Image point annotation entries:

- - - - -

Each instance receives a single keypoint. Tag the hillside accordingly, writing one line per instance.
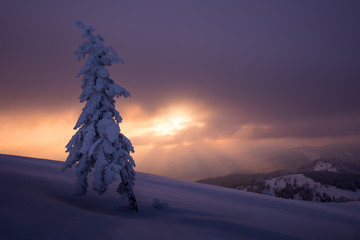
(37, 203)
(322, 180)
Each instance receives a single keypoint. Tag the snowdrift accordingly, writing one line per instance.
(37, 202)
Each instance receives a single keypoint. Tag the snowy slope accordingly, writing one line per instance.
(299, 180)
(37, 203)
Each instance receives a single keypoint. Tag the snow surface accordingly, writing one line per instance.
(324, 166)
(37, 202)
(300, 180)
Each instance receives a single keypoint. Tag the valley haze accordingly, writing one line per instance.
(37, 202)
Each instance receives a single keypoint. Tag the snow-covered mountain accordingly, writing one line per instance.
(330, 165)
(37, 202)
(298, 186)
(323, 180)
(298, 157)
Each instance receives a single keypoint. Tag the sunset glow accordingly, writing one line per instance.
(216, 87)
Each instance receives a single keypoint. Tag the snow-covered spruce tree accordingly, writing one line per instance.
(98, 142)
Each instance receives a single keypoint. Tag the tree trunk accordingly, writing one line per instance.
(130, 194)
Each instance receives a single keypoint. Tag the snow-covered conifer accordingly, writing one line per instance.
(98, 143)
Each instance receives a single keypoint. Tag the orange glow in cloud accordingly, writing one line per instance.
(177, 140)
(37, 134)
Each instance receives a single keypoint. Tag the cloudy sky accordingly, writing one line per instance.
(217, 85)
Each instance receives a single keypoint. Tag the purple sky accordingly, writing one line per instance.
(288, 69)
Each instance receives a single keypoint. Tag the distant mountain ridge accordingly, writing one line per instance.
(298, 157)
(323, 180)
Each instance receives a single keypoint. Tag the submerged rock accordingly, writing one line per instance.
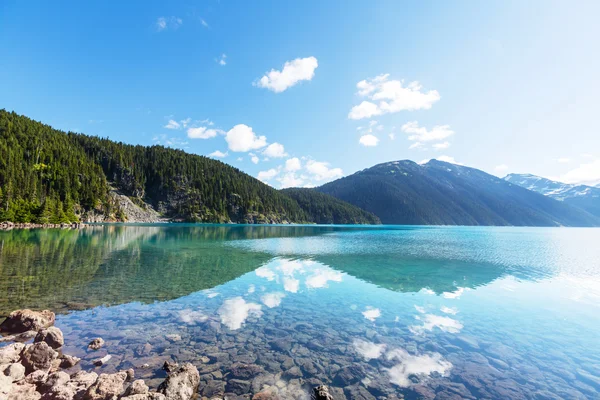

- - - - -

_Exercise directions_: Please update all of the entries above by replacing "single keypoint" with "single marker" wherever it appears, keeping everything else the same. Leave the pictures out of your answer.

_Answer in full_:
Each instance receives a single marker. Tag the hillside accordingly, writing one line per instance.
(37, 203)
(322, 180)
Each instance receives a single marker. Tag the snowdrift accordingly, writing one line per instance.
(37, 202)
Each instance receives a single marker. Tag the snowy slope accordingly, writing one line per instance.
(299, 180)
(37, 203)
Each instance receives a single marker. Tag the snow surface accordingly, writing one line per instance.
(324, 166)
(37, 202)
(300, 180)
Each instance receives a single marker. Tag the valley haze accordingly, writing one line per instance.
(37, 202)
Each instance receives a single marker. Tag the snow-covered mountain accordingly, writing one line per instance.
(330, 165)
(37, 202)
(298, 186)
(323, 180)
(298, 157)
Each instance receives a single marker. Tag the sunset glow accordingly, writing one line per instance.
(216, 87)
Each instance receives a single marker. Tag the snow-covered spruce tree accordingly, writing one line per instance.
(98, 142)
Each instance receives a single marker. Tag the tree trunk accordingly, writing one line per instance.
(130, 194)
Each instance receives a single marker. Tag the snow-covered conifer accordingly, writing one line per instance.
(98, 143)
Each instance receives a single marker. Tag the orange glow in cloud accordingly, writing one line per instance.
(177, 140)
(37, 134)
Each instance receives a single marker. Tag the cloudy sky accordingly, writing one line per instance.
(217, 85)
Each instance receives a single marker. Tag the purple sky accordingly, writing one line per instance.
(288, 69)
Each instance receives a single marker. Tag the distant mountain ridge accordingly, writing one line per instance.
(298, 157)
(323, 180)
Each instance receives a single marker. Tag the submerged rock accordingly, writing one line per instance.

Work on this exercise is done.